Hier, j'ai lu, je vais dire comment, un texte considéré comme un des chefs-d'oeuvre de la littérature de divertissement (je veux dire de littérature corse, vous ne l'aviez pas oublié) : "MORTE È FUNARALI DI SPANETTU" (publié en 1892 à Bastia).
L'auteur est, bien sûr, Santu Casanova (né en 1850 à Azzana, en Corse, et mort en 1936 à Livourne, en Italie).
C'est un auteur dont je lis partout qu'il est extrêmement important pour bien des raisons :
- il a fait de la langue corse avec son journal "A Tramuntana" une véritable langue d'écriture, capable de traiter de tous les sujets ; il la détache symboliquement de l'italien - comme Paoli et Versini avec la revue anthologique "A Cispra" en 1914 (qui d'ailleurs citent, me semble-t-il, un large morceau de "Morte è Funarali di Spanettu").
- il a écrit de nombreux textes de poésie restés dans les mémoires.
──────────────────────────────
## Consigne
D'après le passage sur Santu Casanova, pour quelles raisons cet auteur est-il considéré comme extrêmement important ?

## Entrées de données
──────────────────────────────
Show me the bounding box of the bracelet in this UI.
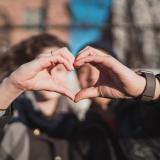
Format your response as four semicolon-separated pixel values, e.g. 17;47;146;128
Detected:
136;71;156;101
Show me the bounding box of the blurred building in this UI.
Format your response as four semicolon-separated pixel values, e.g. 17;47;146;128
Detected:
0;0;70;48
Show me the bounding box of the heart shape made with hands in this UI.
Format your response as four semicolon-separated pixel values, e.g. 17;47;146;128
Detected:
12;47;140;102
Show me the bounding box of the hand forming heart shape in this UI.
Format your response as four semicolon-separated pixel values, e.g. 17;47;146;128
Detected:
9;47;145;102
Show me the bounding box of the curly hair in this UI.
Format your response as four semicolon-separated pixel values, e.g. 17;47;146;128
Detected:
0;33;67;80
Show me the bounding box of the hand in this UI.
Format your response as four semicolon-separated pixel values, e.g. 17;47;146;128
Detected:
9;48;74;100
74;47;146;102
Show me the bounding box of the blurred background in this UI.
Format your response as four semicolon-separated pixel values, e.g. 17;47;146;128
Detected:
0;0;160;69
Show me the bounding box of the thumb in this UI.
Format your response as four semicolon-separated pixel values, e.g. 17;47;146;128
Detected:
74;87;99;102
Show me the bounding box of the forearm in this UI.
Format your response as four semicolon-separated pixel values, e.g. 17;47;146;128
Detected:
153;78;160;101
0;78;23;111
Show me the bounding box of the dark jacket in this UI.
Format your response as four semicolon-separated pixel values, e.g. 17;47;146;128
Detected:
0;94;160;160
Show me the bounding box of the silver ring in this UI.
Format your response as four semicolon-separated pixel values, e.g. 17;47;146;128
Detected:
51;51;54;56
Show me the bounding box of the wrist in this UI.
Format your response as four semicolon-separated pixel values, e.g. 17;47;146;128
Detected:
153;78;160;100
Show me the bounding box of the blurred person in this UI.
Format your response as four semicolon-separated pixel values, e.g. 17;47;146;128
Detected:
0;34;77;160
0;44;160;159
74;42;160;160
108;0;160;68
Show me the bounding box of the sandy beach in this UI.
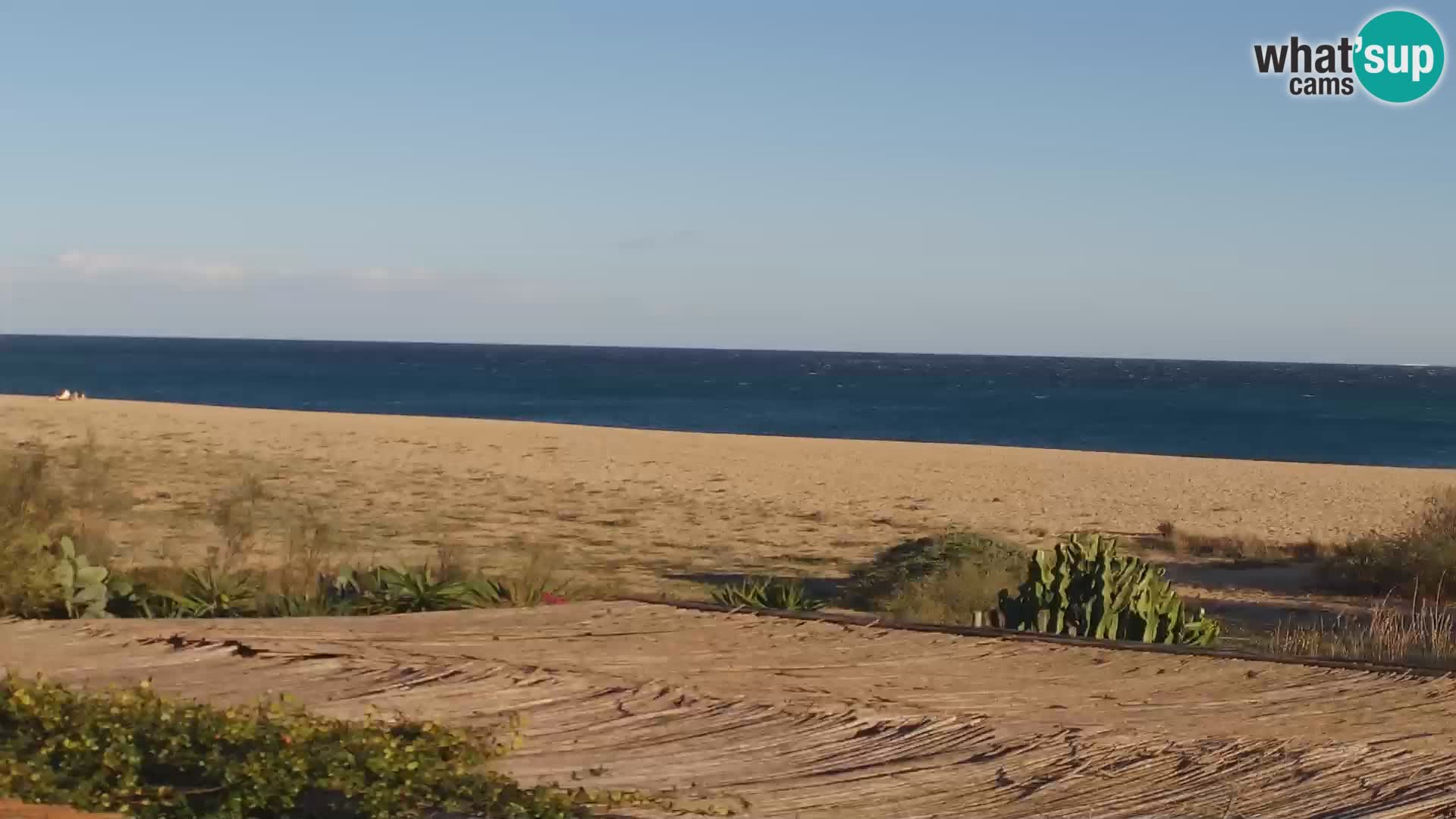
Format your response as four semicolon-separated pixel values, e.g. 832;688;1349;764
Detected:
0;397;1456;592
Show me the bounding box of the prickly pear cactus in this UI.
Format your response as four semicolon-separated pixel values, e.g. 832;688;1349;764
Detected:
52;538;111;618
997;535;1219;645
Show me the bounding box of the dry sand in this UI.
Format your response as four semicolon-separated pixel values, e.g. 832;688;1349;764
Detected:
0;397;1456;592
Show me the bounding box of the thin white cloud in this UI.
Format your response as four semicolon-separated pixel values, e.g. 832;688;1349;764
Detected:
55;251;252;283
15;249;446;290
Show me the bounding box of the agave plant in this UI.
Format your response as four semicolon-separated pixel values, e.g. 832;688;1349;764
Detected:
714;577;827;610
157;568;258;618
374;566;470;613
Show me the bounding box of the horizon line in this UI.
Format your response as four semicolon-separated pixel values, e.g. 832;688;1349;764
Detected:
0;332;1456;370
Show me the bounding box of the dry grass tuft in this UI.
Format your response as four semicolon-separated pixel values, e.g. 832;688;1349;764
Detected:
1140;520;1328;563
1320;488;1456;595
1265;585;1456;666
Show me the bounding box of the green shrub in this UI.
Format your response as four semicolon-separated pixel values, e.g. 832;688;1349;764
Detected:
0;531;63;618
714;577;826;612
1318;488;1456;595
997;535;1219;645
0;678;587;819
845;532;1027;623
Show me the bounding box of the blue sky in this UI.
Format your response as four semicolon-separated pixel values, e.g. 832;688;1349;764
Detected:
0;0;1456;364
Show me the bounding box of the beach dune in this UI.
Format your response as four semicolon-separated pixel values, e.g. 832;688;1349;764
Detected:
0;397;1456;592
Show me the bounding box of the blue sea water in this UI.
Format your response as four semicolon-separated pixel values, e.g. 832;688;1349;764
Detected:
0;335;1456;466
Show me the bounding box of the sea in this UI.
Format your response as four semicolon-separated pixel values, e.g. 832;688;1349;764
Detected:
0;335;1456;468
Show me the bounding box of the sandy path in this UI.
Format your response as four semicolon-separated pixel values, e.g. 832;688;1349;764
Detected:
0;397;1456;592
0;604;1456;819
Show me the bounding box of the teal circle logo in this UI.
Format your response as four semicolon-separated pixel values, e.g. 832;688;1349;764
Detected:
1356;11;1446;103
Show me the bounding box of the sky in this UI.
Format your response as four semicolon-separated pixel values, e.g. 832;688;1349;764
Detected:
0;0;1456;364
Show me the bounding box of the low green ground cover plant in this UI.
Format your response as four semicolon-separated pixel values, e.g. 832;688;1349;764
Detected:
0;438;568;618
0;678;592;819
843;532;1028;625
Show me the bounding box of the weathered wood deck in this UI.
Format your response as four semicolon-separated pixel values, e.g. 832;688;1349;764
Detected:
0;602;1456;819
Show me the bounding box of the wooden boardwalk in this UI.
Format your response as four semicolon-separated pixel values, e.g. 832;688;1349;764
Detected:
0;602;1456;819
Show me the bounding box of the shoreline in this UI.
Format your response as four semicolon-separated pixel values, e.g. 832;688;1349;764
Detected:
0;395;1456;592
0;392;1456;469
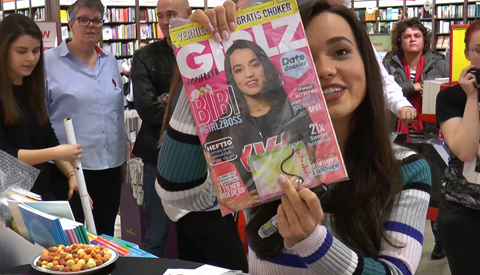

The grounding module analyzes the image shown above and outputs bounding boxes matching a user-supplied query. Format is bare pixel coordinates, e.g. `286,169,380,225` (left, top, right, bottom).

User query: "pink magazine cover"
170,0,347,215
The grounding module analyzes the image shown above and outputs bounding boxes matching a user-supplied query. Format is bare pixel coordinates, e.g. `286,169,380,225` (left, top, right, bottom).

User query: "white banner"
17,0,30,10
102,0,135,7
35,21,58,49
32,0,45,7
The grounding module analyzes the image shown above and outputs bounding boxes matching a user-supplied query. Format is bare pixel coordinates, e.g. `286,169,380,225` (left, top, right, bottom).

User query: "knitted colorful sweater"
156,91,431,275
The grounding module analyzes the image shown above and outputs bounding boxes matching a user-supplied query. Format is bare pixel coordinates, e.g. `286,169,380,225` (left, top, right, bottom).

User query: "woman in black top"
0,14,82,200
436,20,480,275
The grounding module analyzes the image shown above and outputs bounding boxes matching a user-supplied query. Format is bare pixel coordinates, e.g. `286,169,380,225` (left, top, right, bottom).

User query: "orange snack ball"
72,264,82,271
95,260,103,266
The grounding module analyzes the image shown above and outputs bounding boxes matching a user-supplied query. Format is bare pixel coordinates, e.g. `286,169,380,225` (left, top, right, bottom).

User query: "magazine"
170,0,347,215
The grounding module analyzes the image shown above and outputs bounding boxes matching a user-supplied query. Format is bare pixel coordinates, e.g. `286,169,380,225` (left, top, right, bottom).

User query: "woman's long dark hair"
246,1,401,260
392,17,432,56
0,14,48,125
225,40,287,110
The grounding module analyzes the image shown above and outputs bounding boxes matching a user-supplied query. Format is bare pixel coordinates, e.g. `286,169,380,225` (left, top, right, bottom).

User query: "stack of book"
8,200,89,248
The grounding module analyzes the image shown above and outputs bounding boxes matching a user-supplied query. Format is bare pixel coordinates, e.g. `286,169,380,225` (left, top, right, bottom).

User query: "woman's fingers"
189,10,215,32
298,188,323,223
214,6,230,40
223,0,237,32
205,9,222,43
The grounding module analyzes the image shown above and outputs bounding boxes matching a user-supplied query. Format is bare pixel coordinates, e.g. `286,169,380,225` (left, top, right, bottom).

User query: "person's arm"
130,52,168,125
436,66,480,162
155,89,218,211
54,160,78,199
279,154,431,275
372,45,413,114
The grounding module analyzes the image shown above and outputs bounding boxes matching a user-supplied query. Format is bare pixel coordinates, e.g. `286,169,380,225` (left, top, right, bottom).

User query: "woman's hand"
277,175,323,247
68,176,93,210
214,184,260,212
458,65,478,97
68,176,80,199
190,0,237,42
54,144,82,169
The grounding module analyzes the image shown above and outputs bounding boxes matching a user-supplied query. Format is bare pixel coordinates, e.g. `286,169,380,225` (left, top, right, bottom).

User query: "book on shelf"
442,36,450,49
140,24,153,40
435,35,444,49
──────────────────────────────
## Réponse attendue
Parce qu'il a fait de la langue corse, avec son journal "A Tramuntana", une véritable langue d'écriture, capable de traiter de tous les sujets, en la détachant symboliquement de l'italien, et parce qu'il a écrit de nombreux textes de poésie restés dans les mémoires.